------ Study material ------
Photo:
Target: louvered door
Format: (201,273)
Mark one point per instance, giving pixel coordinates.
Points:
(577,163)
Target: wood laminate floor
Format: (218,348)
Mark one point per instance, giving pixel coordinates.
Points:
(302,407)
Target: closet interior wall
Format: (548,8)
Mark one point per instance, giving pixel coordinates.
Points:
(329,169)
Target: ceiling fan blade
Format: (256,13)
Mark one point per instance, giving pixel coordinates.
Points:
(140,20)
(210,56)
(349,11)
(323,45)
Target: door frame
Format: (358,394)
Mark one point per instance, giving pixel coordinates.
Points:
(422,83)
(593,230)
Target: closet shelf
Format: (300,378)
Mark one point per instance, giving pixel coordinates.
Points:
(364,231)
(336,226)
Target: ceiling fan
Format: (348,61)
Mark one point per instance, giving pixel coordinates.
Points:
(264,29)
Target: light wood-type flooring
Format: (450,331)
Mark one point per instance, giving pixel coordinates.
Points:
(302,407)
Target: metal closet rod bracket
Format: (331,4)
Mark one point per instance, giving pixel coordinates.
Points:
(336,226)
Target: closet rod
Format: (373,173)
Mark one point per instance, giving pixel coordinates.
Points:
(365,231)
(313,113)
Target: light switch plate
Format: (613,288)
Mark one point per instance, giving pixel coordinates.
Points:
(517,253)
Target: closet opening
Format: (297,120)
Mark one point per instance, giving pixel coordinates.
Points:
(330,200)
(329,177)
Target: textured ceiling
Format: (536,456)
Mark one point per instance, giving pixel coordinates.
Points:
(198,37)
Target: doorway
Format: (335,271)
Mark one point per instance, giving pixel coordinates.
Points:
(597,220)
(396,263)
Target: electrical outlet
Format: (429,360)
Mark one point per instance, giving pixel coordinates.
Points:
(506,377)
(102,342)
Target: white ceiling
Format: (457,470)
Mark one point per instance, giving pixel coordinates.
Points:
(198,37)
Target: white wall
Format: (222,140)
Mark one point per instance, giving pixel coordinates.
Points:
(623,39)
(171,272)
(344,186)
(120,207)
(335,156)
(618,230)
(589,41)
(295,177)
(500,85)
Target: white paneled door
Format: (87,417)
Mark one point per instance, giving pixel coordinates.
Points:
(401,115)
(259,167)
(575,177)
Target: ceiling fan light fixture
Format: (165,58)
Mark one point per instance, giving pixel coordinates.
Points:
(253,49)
------
------ Study material ------
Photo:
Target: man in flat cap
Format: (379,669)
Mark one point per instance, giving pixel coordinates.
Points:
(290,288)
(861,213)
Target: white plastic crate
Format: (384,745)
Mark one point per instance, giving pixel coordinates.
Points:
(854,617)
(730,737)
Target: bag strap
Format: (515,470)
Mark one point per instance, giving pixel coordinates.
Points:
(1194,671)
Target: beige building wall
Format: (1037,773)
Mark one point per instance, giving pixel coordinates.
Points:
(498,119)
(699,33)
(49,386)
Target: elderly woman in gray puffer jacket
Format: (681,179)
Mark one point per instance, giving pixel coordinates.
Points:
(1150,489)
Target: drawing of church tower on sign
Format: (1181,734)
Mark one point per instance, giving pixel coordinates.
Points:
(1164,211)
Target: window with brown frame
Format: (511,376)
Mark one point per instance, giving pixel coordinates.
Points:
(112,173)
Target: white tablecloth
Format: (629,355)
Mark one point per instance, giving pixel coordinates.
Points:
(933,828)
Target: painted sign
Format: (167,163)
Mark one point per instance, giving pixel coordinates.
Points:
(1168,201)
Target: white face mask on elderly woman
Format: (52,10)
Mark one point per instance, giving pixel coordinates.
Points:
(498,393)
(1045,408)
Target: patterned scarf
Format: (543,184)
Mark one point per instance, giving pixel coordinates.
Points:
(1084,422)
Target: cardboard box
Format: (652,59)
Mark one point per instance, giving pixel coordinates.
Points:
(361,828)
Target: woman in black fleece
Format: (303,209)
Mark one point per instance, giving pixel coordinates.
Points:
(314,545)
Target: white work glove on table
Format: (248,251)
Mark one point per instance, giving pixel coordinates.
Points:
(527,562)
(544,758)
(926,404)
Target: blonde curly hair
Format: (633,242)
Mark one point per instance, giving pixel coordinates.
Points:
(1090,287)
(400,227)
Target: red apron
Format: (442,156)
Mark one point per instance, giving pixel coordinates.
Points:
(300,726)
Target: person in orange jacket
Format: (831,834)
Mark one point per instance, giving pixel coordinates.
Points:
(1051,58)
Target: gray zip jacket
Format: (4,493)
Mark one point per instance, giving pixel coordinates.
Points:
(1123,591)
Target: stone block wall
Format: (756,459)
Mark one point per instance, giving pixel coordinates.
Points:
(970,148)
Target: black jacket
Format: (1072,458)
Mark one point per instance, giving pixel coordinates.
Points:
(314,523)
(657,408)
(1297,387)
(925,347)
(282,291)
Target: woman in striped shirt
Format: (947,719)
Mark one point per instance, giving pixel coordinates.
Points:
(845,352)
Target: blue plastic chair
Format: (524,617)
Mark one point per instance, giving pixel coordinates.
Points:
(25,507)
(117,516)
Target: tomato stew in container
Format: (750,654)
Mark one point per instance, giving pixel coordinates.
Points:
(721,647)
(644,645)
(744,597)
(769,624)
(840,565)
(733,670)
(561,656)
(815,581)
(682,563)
------
Task statement: Go through the lines above. Select every one that has the string "black".

Output of the task:
Target: woman in black fleece
Target: black jacket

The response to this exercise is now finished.